>> begin DATA IN THIS EXERCISE

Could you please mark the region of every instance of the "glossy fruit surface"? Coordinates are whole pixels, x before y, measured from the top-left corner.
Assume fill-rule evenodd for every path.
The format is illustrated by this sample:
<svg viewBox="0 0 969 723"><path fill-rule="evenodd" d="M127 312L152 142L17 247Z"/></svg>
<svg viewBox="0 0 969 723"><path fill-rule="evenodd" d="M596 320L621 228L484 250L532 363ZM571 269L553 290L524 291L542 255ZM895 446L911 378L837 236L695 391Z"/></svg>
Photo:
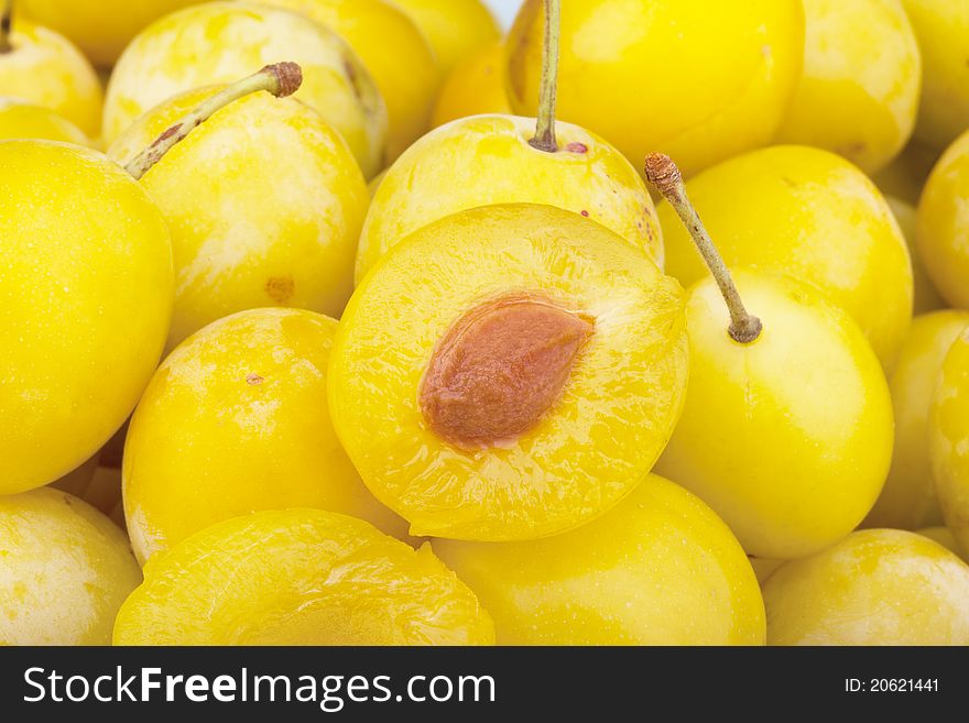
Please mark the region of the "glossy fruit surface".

>> end DATA IN THIS EXERCISE

Please copy the lines above word for word and leave the picture out.

Could you please mark the region of every instance of the "glossy fruit surface"? Coordinates are whole pixels, x before y, measured from the top-left corner.
Assume fill-rule evenodd for every path.
The format is illustrated by this sample:
<svg viewBox="0 0 969 723"><path fill-rule="evenodd" d="M127 312L152 142L17 247Z"/></svg>
<svg viewBox="0 0 969 723"><path fill-rule="evenodd" d="M596 320L621 228L484 250L532 363ZM571 269L553 290L524 291L542 255ZM895 446L911 378L837 236L695 391Z"/></svg>
Photo:
Please mark the region of the "glossy fruit surface".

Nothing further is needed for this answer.